### Text:
— start —
# Duck hunting without a boat



## takamineman (Sep 21, 2011)

Do yall think it's even worth the trouble to try find good hunting spots if I don't have a boat?  I used to have one but it was really just wore out.  I haven't been duck hunting in several years, and really wanna go again, but don't have a boat.


----------



## ThunderRoad (Sep 21, 2011)

defnitiely worth it. you would be suprised how many places you can get to via the shore line and a good pair of waders. I have been hunting out of a $250 12' jon boat. Cheap, does not leak, and gets me and my gear and pup to the spot. Maybe that is an idea to explore...cheap jon boat off craigslist.


----------



## Gumbo1 (Sep 21, 2011)

Why not? It can be a lot of fun knowing that you did it that way.


----------



## GADAWGS (Sep 21, 2011)

Did not hunt out of a boat once last season, had one of my best seasons to date


----------



## Flaustin1 (Sep 21, 2011)

yep i hunt without a boat 90% of the time even though i have one.


----------



## Dustin Pate (Sep 21, 2011)
— end —
### Required work:
According to the duck hunting thread, why does ThunderRoad consider hunting without a boat worth the trouble? Answer in one to three sentences.

### Data block:
— start —
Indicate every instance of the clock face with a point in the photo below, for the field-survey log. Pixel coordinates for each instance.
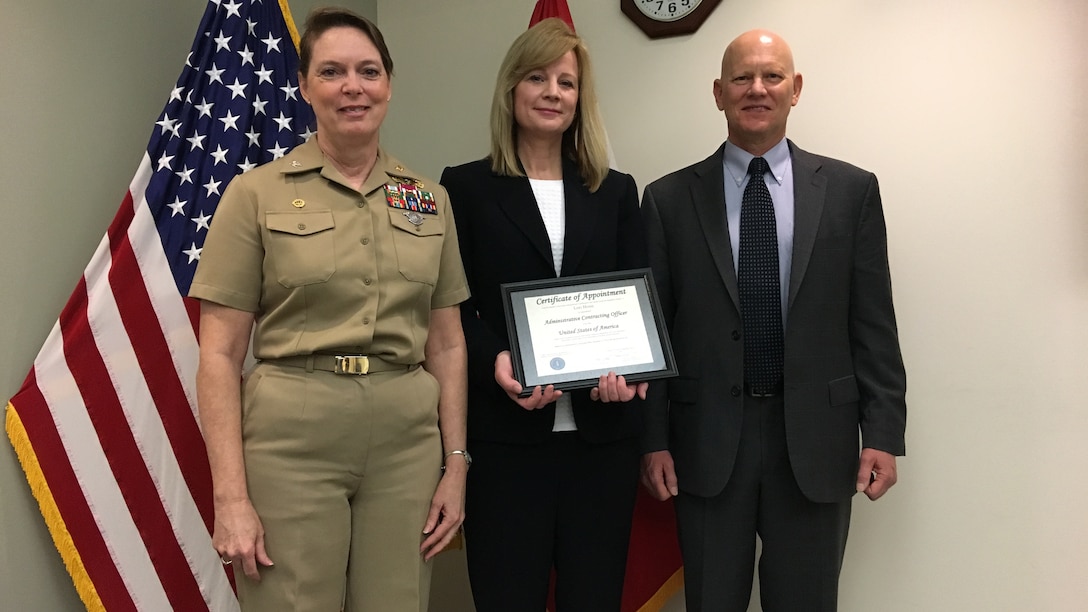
— end —
### The reply:
ThunderRoad considers it worth the trouble because many places can be reached from the shoreline with a good pair of waders.